● Selected extract:
-- BEGIN --

Saturday, 27 April 2013

Pardon my French (Part II)!

Pardon my French (Part II)

As promised, more French tit-bits or French-related phrases, courtesy of the wonderful 6th edition of the Brewer's Dictionary of Phrases and Fables, first published in 1870.  

Today is G to Z

The Most Noble Order of the Garter, which is the highest order of knighthood in Great Britain and the world, instituted by King Edward III about 1348 (then reconstituted in 1805 and 1831) and which only admits royalty amongst its members. We all know that the motto of the order is 'Honi soit qui mal y pense' (shame to him who thinks evil of it), but where does it come from? Well,  according to popular legend, Joan, Countess of Salisbury, accidentally slipped her garter at a court ball. It was picked up by the king who gallantly diverted the attention of the guests from the countess by slipping it around his own knee and saying as he did so: 'Honi soit qui mal y pense.'

In France there are still wedding receptions where the poor bride has to stand on a table, lift the hem of her wedding dress and push her garter up from the ankle to the top of her thigh as guests put money into a pot or a hat and shout encouragements (or salacious comments). I remember a wedding where the bride was in tears as the groom urged her to keep going so that they would have more money! What a way to start married life... 

The Guillotine, named after its inventor Joseph Ignace Guillotin, a French physician. It was introduced it in April 1792 to avoid 'unnecessary suffering'.

The Immortals or 'Les Immortels' are the forty members of the French Academy whose job is to write the dictionary of the French language and allocate various literary prizes. The Academy was first introduced by the Cardinal Richelieu in 1635, then reintroduced in 1816. It is an honour to be voted into the 'Academie Française' and once you are in, you cannot be dismissed. The 'Academiciens' meet every Thursday afternoon behind closed doors and only have one public session a year, in December.
A Lamourette Kiss (isn't that a lovely word?) is used to denote an insincere reconciliation between two opponents. From the Abbé Lamourette who in July 1792 urged the different factions of the Legislative Assembly to lay aside their differences and give the kiss of peace. It didn't work for very long.

A la Lanterne! Or Hang him from the lamp-post! A cry and custom introduced in Paris during the French Revolution. Many of Paris' street lamps were hung from iron brackets very suitable for that sinister purpose.

-- END --

● Collected data:

-- BEGIN --

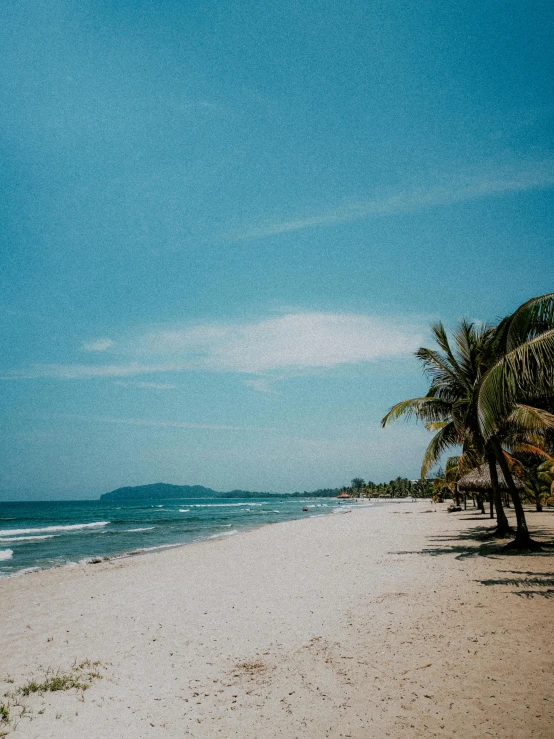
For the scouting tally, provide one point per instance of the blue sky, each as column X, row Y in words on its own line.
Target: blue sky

-- END --

● Requirement 1: According to the text about French phrases, who first introduced the French Academy, and in what year?
● Requirement 2: Transcribe a passage from the text about French phrases, beginning at the words "A la Lanterne!" and stopping after the words "that sinister purpose.".
Rely only on the text about French phrases, not on the data.

● Reply 1: Cardinal Richelieu first introduced it in 1635.

● Reply 2:
A la Lanterne! Or Hang him from the lamp-post! A cry and custom introduced in Paris during the French Revolution. Many of Paris' street lamps were hung from iron brackets very suitable for that sinister purpose.